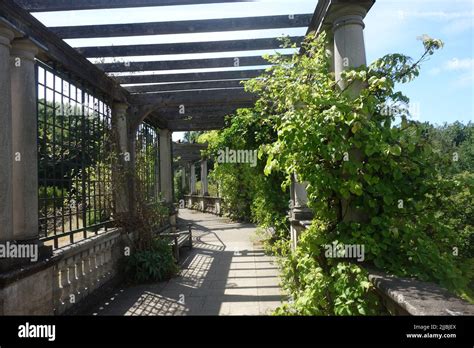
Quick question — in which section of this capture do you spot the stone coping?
[294,220,474,316]
[368,269,474,316]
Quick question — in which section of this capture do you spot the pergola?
[0,0,374,314]
[0,0,320,131]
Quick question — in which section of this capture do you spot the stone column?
[330,2,370,222]
[112,103,132,214]
[290,174,313,250]
[201,159,209,196]
[10,39,39,240]
[331,4,367,96]
[154,144,161,200]
[0,26,14,242]
[181,166,186,190]
[160,129,173,203]
[189,163,196,195]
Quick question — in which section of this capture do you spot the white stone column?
[189,163,196,195]
[0,26,14,242]
[160,129,173,203]
[10,39,39,240]
[330,3,370,222]
[154,144,161,199]
[112,103,132,214]
[181,166,186,190]
[331,4,367,96]
[201,159,209,196]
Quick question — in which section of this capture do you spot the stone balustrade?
[292,221,474,316]
[0,229,124,315]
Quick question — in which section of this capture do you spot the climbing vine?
[202,34,474,315]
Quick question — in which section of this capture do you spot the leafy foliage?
[126,238,178,283]
[202,35,474,315]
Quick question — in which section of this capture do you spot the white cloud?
[445,58,474,73]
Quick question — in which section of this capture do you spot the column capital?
[10,38,39,61]
[112,102,128,111]
[330,5,367,32]
[0,26,15,48]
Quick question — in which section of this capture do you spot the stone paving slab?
[91,209,284,315]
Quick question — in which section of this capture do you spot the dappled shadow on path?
[88,211,283,315]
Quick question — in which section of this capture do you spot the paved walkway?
[93,209,283,315]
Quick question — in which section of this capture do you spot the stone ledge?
[368,270,474,316]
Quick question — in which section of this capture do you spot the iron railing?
[37,62,113,248]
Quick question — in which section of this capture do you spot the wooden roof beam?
[125,80,243,93]
[114,69,265,84]
[96,55,278,72]
[14,0,252,12]
[129,88,257,108]
[76,36,304,58]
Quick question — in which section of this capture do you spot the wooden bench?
[159,224,193,262]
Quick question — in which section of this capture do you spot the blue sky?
[35,0,474,137]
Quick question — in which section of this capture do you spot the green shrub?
[125,238,178,283]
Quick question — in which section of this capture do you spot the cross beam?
[114,69,265,84]
[96,55,274,72]
[51,14,312,39]
[14,0,251,12]
[129,88,256,107]
[0,0,127,101]
[76,36,304,58]
[125,80,242,93]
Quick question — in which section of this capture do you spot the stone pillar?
[154,144,161,200]
[10,39,39,240]
[290,174,313,250]
[160,129,173,203]
[112,103,132,214]
[331,4,367,96]
[189,163,196,195]
[201,159,209,196]
[0,26,14,242]
[181,166,186,190]
[330,3,370,222]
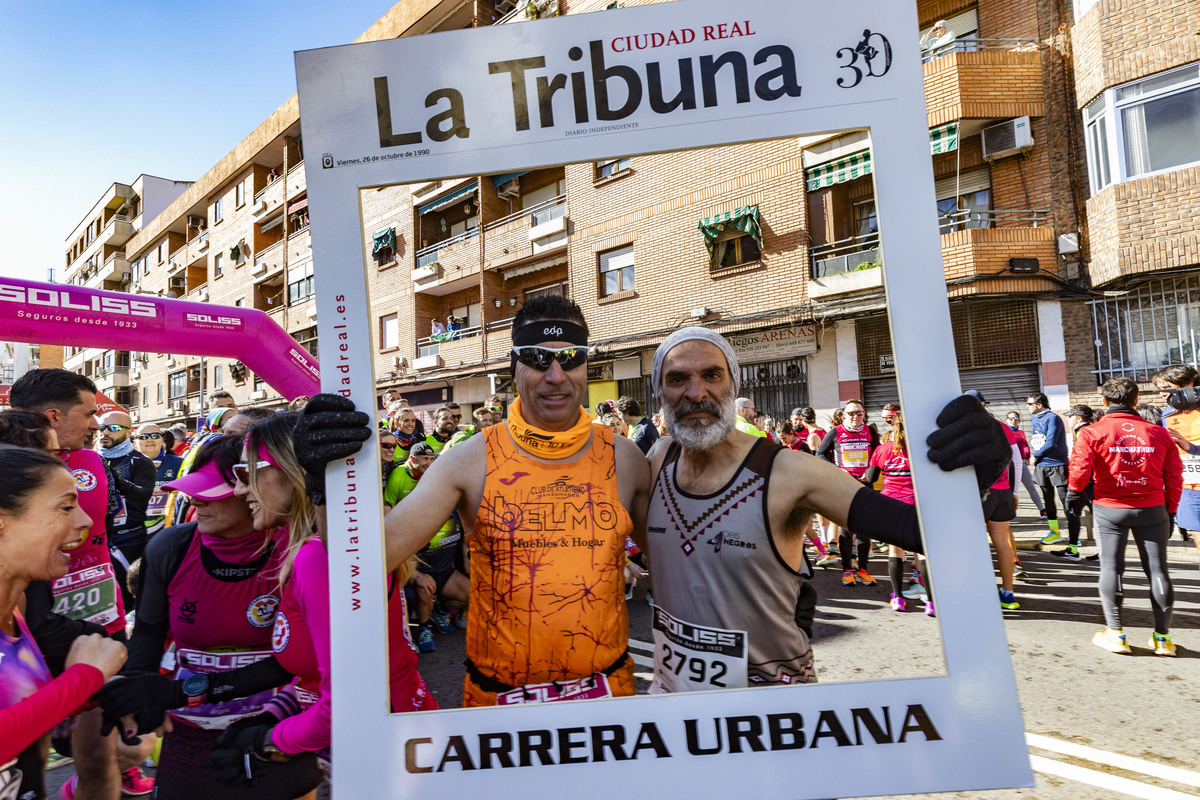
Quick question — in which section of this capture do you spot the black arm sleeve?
[815,428,838,464]
[208,656,295,703]
[121,524,196,675]
[25,581,108,676]
[846,486,925,553]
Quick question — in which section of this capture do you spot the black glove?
[1067,491,1088,517]
[96,674,187,745]
[292,395,371,505]
[209,711,278,787]
[925,395,1013,492]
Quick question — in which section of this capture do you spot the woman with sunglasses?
[0,445,125,798]
[101,417,437,798]
[214,413,437,777]
[379,428,403,486]
[106,435,320,800]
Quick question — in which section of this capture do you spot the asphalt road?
[47,517,1200,800]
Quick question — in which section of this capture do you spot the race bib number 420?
[53,564,116,625]
[650,606,749,693]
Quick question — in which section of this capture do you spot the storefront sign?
[296,0,1033,800]
[725,325,817,363]
[588,361,612,384]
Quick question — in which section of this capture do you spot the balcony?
[413,228,479,295]
[942,209,1058,297]
[923,38,1045,127]
[416,325,484,368]
[484,196,568,269]
[100,213,134,246]
[88,252,130,285]
[251,240,283,278]
[809,233,880,279]
[1087,164,1200,285]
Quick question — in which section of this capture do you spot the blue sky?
[0,0,403,281]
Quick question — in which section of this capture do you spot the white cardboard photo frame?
[296,0,1033,800]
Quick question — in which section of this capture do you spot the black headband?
[512,319,588,347]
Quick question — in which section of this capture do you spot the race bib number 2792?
[650,606,749,693]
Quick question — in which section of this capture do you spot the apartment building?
[60,175,191,408]
[60,0,1200,422]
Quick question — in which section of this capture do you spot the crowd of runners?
[0,296,1200,800]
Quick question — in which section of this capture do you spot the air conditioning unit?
[496,178,521,199]
[980,116,1033,161]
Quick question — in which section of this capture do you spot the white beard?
[662,392,737,452]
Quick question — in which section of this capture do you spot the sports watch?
[184,674,209,709]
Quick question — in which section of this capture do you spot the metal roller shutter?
[863,375,902,412]
[959,363,1042,427]
[863,363,1042,425]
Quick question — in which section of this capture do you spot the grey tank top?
[646,439,812,686]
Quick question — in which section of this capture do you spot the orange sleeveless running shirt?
[463,425,634,706]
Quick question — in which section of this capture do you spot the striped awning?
[804,150,871,192]
[371,228,396,255]
[416,181,479,213]
[696,205,762,258]
[929,122,959,156]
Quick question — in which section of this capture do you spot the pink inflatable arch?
[0,278,320,399]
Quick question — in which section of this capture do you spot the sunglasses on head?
[233,461,271,486]
[512,344,588,372]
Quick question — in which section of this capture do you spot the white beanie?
[650,325,740,402]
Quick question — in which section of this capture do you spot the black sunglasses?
[512,344,588,372]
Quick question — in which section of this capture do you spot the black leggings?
[838,525,871,570]
[1093,505,1175,633]
[1042,483,1079,545]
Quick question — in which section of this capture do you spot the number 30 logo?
[838,28,892,89]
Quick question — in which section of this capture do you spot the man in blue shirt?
[1025,392,1084,561]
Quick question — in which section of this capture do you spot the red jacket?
[1067,407,1183,513]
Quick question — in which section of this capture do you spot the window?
[596,158,630,180]
[1084,64,1200,194]
[854,200,880,236]
[600,245,634,297]
[526,281,571,300]
[379,314,400,350]
[288,259,313,306]
[713,229,762,270]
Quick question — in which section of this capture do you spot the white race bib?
[650,606,749,694]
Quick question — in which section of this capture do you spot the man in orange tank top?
[385,295,649,706]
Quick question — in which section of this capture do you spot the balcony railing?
[809,233,880,278]
[937,209,1050,234]
[415,228,479,269]
[922,38,1038,61]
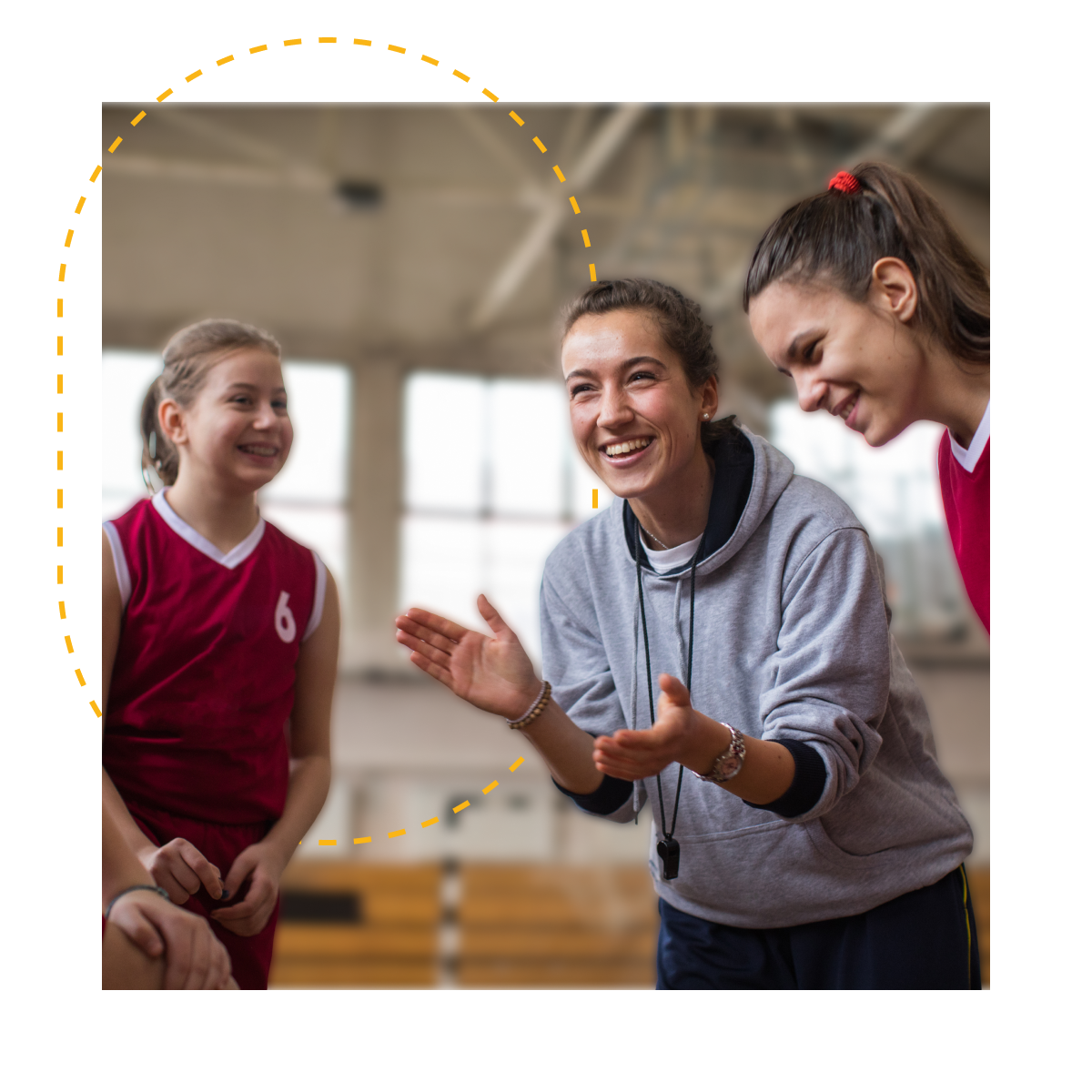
——————
• **WHAT IS BEING ASKED**
Rewrite all of the material above with "capture" replaced by "image" and everything else unchanged, leaving out the pictures.

• **TASK ANSWER**
Quick question — in which section of this image do you spot the stone coping?
[294,220,474,316]
[368,269,474,316]
Quick question — in which section of this image do you spot the pergola?
[0,0,374,314]
[0,0,320,131]
Quick question — in which section of this image do you spot the stone column?
[330,2,370,222]
[112,103,132,214]
[290,174,313,250]
[201,159,209,196]
[10,39,39,240]
[331,4,367,96]
[154,144,161,200]
[0,26,14,242]
[181,166,186,190]
[160,129,173,203]
[189,163,196,195]
Quick question — in which section of this image do you spot the white stone column?
[189,163,196,195]
[0,26,14,242]
[160,129,173,203]
[10,39,39,240]
[330,3,370,222]
[154,144,161,199]
[112,103,132,214]
[181,166,186,190]
[331,4,367,96]
[201,159,209,196]
Quick question — in which section of this image do you spot the stone balustrade?
[292,221,474,316]
[0,229,124,315]
Quick question — in which section of this image do you spot the climbing vine?
[202,34,474,315]
Quick question — in which section of this image do you spot the leafy foliage?
[126,238,178,283]
[202,35,474,315]
Quick question — in which section of this image do you spot the white cloud?
[445,58,474,73]
Quick question — in which section of this image do you spot the column capital?
[10,38,39,61]
[112,102,128,111]
[330,5,367,32]
[0,26,15,48]
Quick question — in which section of this image do you spot the stone paving slab?
[91,209,284,315]
Quick question — in which section of this image do you spot the dappled shadow on path?
[88,211,283,315]
Quick question — in which section of this image do you spot the paved walkway?
[93,209,283,315]
Quick question — in which section of this image do you spot the stone ledge?
[368,270,474,316]
Quick question — in which section of this image do you spot the iron railing?
[37,62,113,248]
Quick question — in which section of this image do you spot the wooden roof beam?
[125,80,243,93]
[114,69,265,84]
[96,55,278,72]
[14,0,252,12]
[129,88,257,108]
[76,36,304,58]
Quick question — in which section of this image do you spot the wooden bench?
[159,224,193,262]
Quick question — in which section of this image do you spot the blue sky?
[35,0,474,137]
Quick question — in which section of this image do you spot the green shrub?
[125,238,178,283]
Quick question — in which section of this image do you spot the cross beam?
[114,69,265,84]
[96,55,274,72]
[51,14,312,39]
[14,0,251,12]
[129,88,256,107]
[0,0,127,101]
[76,36,304,58]
[125,80,242,93]
Quick question — in which section of this image do you spot the stone pillar?
[154,144,161,200]
[10,39,39,240]
[290,174,313,250]
[160,129,173,203]
[112,103,132,214]
[331,4,367,96]
[189,163,196,195]
[201,159,209,196]
[0,26,14,242]
[181,166,186,190]
[330,3,370,222]
Quick question — in which section of this image do you spot the black arm sleeve?
[815,428,838,464]
[208,656,295,703]
[121,524,196,675]
[25,581,108,676]
[846,486,925,553]
Quick question — in which section of this image do you spot the black glove?
[1067,491,1088,517]
[96,674,187,745]
[292,395,371,505]
[209,711,278,787]
[925,395,1013,492]
Quick question — in which section of this image do you spot the woman with sunglasses?
[0,445,125,798]
[101,417,437,798]
[214,413,437,777]
[379,428,403,486]
[106,435,320,800]
Quick question — in which section of this image do you spot the asphalt road?
[47,517,1200,800]
Quick question — in which section of this image do you spot the race bib number 420?
[53,564,116,625]
[650,606,749,693]
Quick question — in which section of this image do you spot the storefront sign?
[296,0,1033,800]
[725,325,817,363]
[588,361,612,384]
Quick question — in which section of this image do you spot the balcony?
[413,228,479,295]
[942,209,1058,297]
[923,38,1045,127]
[416,325,484,368]
[484,196,568,269]
[100,213,134,246]
[88,252,130,285]
[251,240,283,278]
[809,233,880,279]
[1087,164,1200,285]
Quick question — in which section of this image do you spot the blue sky?
[0,0,403,281]
Quick question — in which section of this image do you spot the white cardboard photo frame?
[296,0,1033,800]
Quick question — in which section of this image do you spot the black headband?
[512,319,588,347]
Quick question — in which section of this image do you spot the race bib number 2792?
[650,606,749,693]
Quick question — in which section of this image do you spot the apartment building?
[60,175,191,408]
[60,0,1200,422]
Quick question — in which section of this image do you spot the crowd of runners?
[0,296,1200,800]
Quick question — in which section of this image do you spot the air conditioning unit?
[496,178,521,199]
[980,116,1033,161]
Quick question — in which section of this image do you spot the white beard?
[662,392,737,452]
Quick question — in which section of this image do you spot the sports watch?
[184,674,209,709]
Quick question — in which section of this image do you spot the metal roller shutter?
[863,375,902,412]
[959,363,1042,427]
[863,363,1042,425]
Quick question — in which section of this image do you spot the grey tank top?
[646,439,812,686]
Quick question — in which section of this image do you spot the orange sleeveless running shirt?
[463,425,634,706]
Quick question — in which section of this image do you spot the striped awning?
[804,150,871,192]
[371,228,396,255]
[416,181,479,213]
[696,205,762,258]
[929,122,959,156]
Quick question — in which section of this image do you spot the pink inflatable arch?
[0,278,320,399]
Quick question — in which section of this image do you spot the sunglasses on head?
[233,461,271,486]
[512,344,588,372]
Quick question — in which section of this image do you spot the white beanie?
[650,325,740,402]
Quick question — in which section of this image do you spot the black sunglasses?
[512,344,588,372]
Quick question — in which section of this image do you spot the black leggings?
[838,525,871,570]
[1093,505,1175,633]
[1042,483,1079,545]
Quick question — in which section of this image do you spot the number 30 logo?
[838,28,892,89]
Quick question — in which section of this image do you spot the man in blue shirt?
[1025,392,1084,561]
Quick question — in which section of this image do you spot the red jacket?
[1067,407,1183,513]
Quick question — in which section of this image do you spot the window?
[596,158,630,180]
[1084,64,1200,194]
[854,200,880,236]
[600,245,634,297]
[526,281,571,300]
[379,314,400,350]
[288,259,313,306]
[713,229,762,270]
Quick question — in which section of this image do you spot the white race bib?
[650,606,749,694]
Quick question — in which section of this image do you spot the man in orange tank top?
[385,295,649,706]
Quick question — in which section of this image do you spot the balcony railing?
[809,233,880,278]
[937,209,1050,234]
[415,228,479,269]
[922,38,1038,61]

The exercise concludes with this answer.